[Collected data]
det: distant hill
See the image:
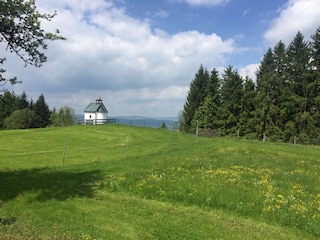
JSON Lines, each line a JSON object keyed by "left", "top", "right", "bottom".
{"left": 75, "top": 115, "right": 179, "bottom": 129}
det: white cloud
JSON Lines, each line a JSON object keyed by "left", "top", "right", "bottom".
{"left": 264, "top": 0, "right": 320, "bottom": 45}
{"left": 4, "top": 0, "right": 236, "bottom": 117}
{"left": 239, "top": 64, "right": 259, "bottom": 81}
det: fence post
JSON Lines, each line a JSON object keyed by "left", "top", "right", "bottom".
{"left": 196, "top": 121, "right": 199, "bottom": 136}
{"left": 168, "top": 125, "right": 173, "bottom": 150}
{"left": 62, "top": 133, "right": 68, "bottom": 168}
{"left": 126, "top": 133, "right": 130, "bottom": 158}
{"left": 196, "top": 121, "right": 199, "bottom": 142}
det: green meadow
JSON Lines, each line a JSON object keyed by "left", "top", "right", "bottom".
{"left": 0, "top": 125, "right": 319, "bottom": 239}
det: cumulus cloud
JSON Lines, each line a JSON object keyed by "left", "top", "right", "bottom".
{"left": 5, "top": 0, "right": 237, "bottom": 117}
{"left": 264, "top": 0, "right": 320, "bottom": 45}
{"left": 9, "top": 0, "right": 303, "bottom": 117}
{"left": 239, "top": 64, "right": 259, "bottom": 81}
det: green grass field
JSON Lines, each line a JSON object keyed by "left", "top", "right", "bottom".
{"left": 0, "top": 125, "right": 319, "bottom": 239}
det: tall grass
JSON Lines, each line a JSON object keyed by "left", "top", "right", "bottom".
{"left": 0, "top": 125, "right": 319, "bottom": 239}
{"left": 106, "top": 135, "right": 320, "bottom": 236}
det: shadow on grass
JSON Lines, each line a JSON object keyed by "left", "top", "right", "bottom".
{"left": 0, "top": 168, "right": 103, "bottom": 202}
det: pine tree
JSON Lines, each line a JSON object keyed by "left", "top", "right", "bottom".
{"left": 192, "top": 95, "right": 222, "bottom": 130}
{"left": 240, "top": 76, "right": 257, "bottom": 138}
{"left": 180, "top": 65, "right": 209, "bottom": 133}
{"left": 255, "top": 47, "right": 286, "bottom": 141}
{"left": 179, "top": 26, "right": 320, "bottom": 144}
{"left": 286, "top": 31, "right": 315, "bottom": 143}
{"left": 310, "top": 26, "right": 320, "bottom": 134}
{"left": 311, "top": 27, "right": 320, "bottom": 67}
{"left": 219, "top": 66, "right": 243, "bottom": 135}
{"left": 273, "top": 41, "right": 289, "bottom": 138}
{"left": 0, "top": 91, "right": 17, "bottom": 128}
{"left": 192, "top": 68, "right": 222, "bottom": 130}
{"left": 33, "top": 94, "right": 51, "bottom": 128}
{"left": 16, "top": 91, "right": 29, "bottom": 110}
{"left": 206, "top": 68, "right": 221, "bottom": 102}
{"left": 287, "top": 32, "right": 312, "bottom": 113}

...

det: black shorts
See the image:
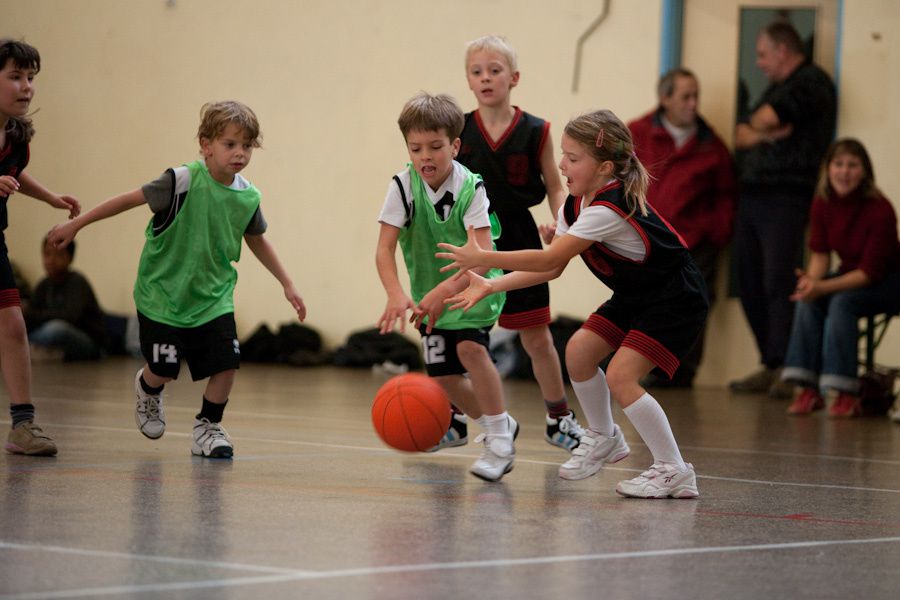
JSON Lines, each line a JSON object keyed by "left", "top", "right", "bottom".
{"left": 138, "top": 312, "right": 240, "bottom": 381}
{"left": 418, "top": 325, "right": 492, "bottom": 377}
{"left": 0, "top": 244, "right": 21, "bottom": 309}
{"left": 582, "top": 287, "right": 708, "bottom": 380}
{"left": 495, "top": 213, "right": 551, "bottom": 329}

■ **Activity**
Where a line of the data holds the word "grass", copy that line.

■ **Solution for this task**
det: green grass field
det: tall grass
det: shadow on grass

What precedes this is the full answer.